▸ **WHAT YOU WILL DO**:
Exactly as written, please set down all of the entries again, with no pictures.

▸ **AVAILABLE DATA**:
________
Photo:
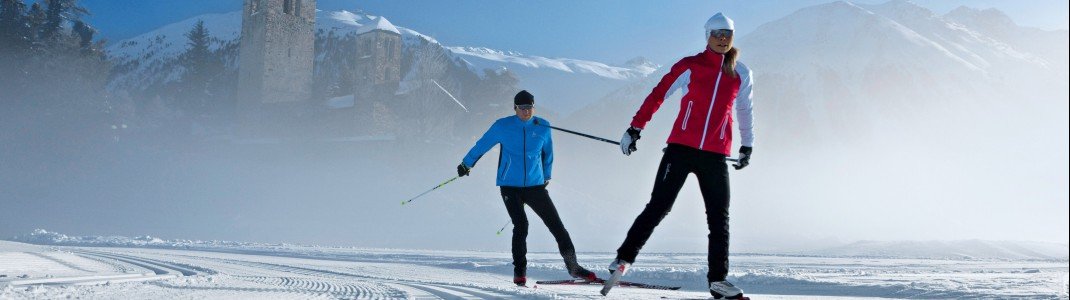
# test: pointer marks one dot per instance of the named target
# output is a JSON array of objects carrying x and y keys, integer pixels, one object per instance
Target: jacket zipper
[
  {"x": 724, "y": 125},
  {"x": 713, "y": 100},
  {"x": 687, "y": 116},
  {"x": 524, "y": 153}
]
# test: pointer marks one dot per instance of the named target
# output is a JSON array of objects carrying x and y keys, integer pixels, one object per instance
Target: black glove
[
  {"x": 744, "y": 158},
  {"x": 628, "y": 140},
  {"x": 462, "y": 170}
]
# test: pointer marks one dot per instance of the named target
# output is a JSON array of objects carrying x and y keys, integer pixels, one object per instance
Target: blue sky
[{"x": 602, "y": 30}]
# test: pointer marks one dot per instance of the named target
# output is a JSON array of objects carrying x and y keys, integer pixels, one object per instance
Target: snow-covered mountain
[
  {"x": 949, "y": 250},
  {"x": 565, "y": 85},
  {"x": 560, "y": 84},
  {"x": 841, "y": 70}
]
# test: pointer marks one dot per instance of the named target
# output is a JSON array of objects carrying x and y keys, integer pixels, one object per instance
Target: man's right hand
[
  {"x": 628, "y": 140},
  {"x": 462, "y": 170}
]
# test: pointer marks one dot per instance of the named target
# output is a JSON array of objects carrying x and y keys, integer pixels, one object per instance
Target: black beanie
[{"x": 523, "y": 98}]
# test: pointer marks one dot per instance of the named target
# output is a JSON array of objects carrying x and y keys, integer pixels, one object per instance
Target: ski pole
[
  {"x": 587, "y": 135},
  {"x": 429, "y": 191},
  {"x": 503, "y": 227}
]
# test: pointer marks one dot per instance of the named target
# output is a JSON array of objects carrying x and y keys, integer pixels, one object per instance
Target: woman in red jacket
[{"x": 712, "y": 83}]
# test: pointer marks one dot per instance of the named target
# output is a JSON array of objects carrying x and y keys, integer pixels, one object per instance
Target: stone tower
[
  {"x": 275, "y": 63},
  {"x": 378, "y": 64}
]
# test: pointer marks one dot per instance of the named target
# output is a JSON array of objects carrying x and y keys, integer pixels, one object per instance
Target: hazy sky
[
  {"x": 1005, "y": 182},
  {"x": 601, "y": 30}
]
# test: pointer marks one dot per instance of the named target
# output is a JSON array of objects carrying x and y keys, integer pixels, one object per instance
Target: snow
[
  {"x": 155, "y": 268},
  {"x": 340, "y": 102},
  {"x": 380, "y": 24},
  {"x": 561, "y": 84}
]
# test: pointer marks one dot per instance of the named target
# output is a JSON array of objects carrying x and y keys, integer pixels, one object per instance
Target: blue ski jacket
[{"x": 526, "y": 151}]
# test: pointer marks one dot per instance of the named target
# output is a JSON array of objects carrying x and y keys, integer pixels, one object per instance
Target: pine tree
[
  {"x": 201, "y": 66},
  {"x": 13, "y": 27},
  {"x": 35, "y": 21},
  {"x": 57, "y": 13},
  {"x": 85, "y": 34}
]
________
▸ **EXERCISE RESPONSE**:
Photo:
# test: pointer marks one dot per instance of the named target
# output is a JSON array of objects carrying x and y keys, integer pixels, one object per instance
Target: jacket zipper
[
  {"x": 724, "y": 125},
  {"x": 713, "y": 100},
  {"x": 687, "y": 116},
  {"x": 524, "y": 153}
]
# test: pointer marks one dot per instance of the named target
# output is a JSON array of objects carrying x and y keys, integer pixels, one object per instance
Target: black glove
[
  {"x": 744, "y": 158},
  {"x": 628, "y": 140},
  {"x": 462, "y": 170}
]
# test: pointer marks one dot per instance of the named target
# output is a JSON array of objects carrying x and y keys, integer pixels, one object per instance
Target: blue sky
[{"x": 602, "y": 30}]
# test: pointer marks one dot per instance of the named target
# output is a JSON array of objects carrying x and y keys, integer pixels, one object per instance
Target: snow-covered mountain
[
  {"x": 949, "y": 250},
  {"x": 565, "y": 85},
  {"x": 560, "y": 84},
  {"x": 841, "y": 70}
]
# test: pointer marks one dot per instance of the named target
# output is a JSON array of objects carrying x and y keys, integer pixels, one object per instance
Target: man's right hand
[
  {"x": 628, "y": 140},
  {"x": 462, "y": 170}
]
# test: pointer marks one dot per instance of the named target
# output is a JSON array of objects carrying x and y keys, integer pixels, one object per instance
Target: black beanie
[{"x": 523, "y": 98}]
# test: pointer marks one dot per instance of the named target
# output is a JSON array of objects carrying x and y keys, integer pixels, one object per instance
Target: ski pole
[
  {"x": 587, "y": 135},
  {"x": 429, "y": 191},
  {"x": 503, "y": 227}
]
# test: pointer marks one dot per instance of the named target
# output is a JSON array of objects carrying x and y keys, integer pixels, one object per instance
Target: woman in red jacket
[{"x": 712, "y": 83}]
# test: pointer marks one dot per instance of the named target
# output is a JSON array of objects carrying x and y keys, integer pixels, one object per instance
Target: stone tower
[
  {"x": 275, "y": 63},
  {"x": 378, "y": 64}
]
# test: pointer marks one dot per instance of the named target
# output is a JSON array of objects carrying x and y keys, integer pixels, one object per instance
Target: hazy sky
[
  {"x": 1005, "y": 182},
  {"x": 601, "y": 30}
]
# test: pointer marks one dot per instance of the named target
# output is a JSON array of objects carrying x and y keys, integer pixels, one object per instance
Target: snow
[
  {"x": 155, "y": 268},
  {"x": 340, "y": 102},
  {"x": 380, "y": 24},
  {"x": 561, "y": 84}
]
# test: pointer marks one dot per instance of the named target
# output is a JSON array of objects carrying x and y keys, integer pixels, one object per instance
Target: blue ski jacket
[{"x": 526, "y": 151}]
# test: pointer marks one dot per instance of the named target
# output is a JSON array of objects carrying x and y keys, integer pixels, one object per instance
Target: pine tree
[
  {"x": 201, "y": 66},
  {"x": 13, "y": 27},
  {"x": 35, "y": 21},
  {"x": 57, "y": 13},
  {"x": 85, "y": 34}
]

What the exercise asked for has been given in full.